Gather every line below that contains the word "green" and copy each one in full. Case counts.

* begin Stored records *

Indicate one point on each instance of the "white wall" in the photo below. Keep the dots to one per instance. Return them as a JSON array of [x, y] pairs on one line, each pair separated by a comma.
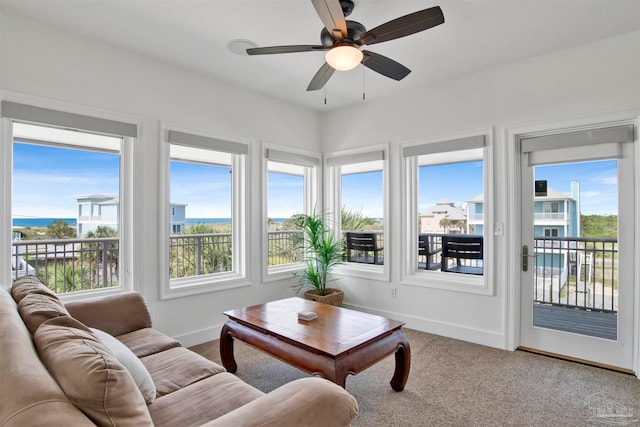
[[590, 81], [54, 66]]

* end Stored records *
* begin Stored records *

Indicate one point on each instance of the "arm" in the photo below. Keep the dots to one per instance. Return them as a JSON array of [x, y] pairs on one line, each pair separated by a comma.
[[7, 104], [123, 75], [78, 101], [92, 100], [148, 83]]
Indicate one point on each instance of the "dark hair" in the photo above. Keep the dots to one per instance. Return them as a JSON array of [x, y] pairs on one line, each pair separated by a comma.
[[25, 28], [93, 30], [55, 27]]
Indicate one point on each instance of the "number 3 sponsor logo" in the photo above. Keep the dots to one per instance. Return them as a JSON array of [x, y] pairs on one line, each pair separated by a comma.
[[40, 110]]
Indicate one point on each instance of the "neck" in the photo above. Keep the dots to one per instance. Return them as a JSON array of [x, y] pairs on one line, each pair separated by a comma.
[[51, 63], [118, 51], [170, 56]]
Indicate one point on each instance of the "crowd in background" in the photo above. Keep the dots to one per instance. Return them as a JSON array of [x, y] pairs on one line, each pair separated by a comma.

* end Stored records *
* begin Stored records *

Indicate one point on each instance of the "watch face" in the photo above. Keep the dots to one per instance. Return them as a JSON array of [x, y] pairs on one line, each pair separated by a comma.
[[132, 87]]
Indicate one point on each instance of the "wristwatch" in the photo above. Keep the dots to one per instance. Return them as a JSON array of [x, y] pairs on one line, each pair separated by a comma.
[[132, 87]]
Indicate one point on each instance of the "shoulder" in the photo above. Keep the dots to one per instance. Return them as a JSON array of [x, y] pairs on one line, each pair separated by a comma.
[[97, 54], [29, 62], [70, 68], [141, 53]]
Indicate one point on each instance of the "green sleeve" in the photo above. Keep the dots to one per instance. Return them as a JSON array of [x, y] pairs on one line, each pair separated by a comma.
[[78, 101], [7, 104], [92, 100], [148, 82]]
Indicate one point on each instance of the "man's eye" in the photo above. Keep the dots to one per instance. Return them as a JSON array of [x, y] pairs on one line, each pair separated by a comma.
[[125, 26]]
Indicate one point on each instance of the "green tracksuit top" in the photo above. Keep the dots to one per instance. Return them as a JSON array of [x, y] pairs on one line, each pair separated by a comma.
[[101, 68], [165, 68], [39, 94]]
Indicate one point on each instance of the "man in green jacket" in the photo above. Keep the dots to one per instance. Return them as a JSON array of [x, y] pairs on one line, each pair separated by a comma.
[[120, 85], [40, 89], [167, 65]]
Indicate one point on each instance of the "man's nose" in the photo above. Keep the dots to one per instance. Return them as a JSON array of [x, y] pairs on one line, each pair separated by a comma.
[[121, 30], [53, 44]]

* end Stored records *

# Solution to this problem
Indicate one point on each instance of the "green sleeve" in the photo above. Keep the dots to one per instance. Return them as a JSON array of [x, y] pairs on one line, each pair separated by a comma.
Indicate one point on each instance of the "green tracksuit top" in the photo above. Keep the dots to one per instance. Return them as a JSON array of [x, y] pairs on one line, each pair separated by a comma.
Indicate one point on each instance of the "man in green jacket" in the photo above. Keep the dots to one per instance. Return them as a JSON array of [x, y] pairs on one line, each pair separated by a comma.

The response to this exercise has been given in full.